## EXERCISE AIM
Your task is to quote the material that follows, in full and exactly.

Object location annotation data:
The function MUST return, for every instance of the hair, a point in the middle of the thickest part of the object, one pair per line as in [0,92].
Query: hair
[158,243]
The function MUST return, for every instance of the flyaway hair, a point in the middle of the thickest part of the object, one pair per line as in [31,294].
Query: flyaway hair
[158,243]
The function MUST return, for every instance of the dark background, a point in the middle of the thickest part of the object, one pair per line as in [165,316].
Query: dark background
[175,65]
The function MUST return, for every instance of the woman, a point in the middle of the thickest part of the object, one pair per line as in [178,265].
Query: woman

## TASK OUTPUT
The function MUST return, for every instance of the hair, a point in the middle of the thickest part of the object, one pair per line as in [0,92].
Query: hair
[158,243]
The function MUST return, for every instance of the flyaway hair, a point in the middle of the thickest part of the object, one pair per line as in [31,294].
Query: flyaway hair
[158,243]
The function MUST return, for every instance of the dark background, a point in the middle of the thickest part of the object, one pair per line as in [165,316].
Query: dark background
[175,65]
The function MUST return, for every instance of the woman, a point in the middle of the thickest part of the object, one pair per line as in [178,265].
Query: woman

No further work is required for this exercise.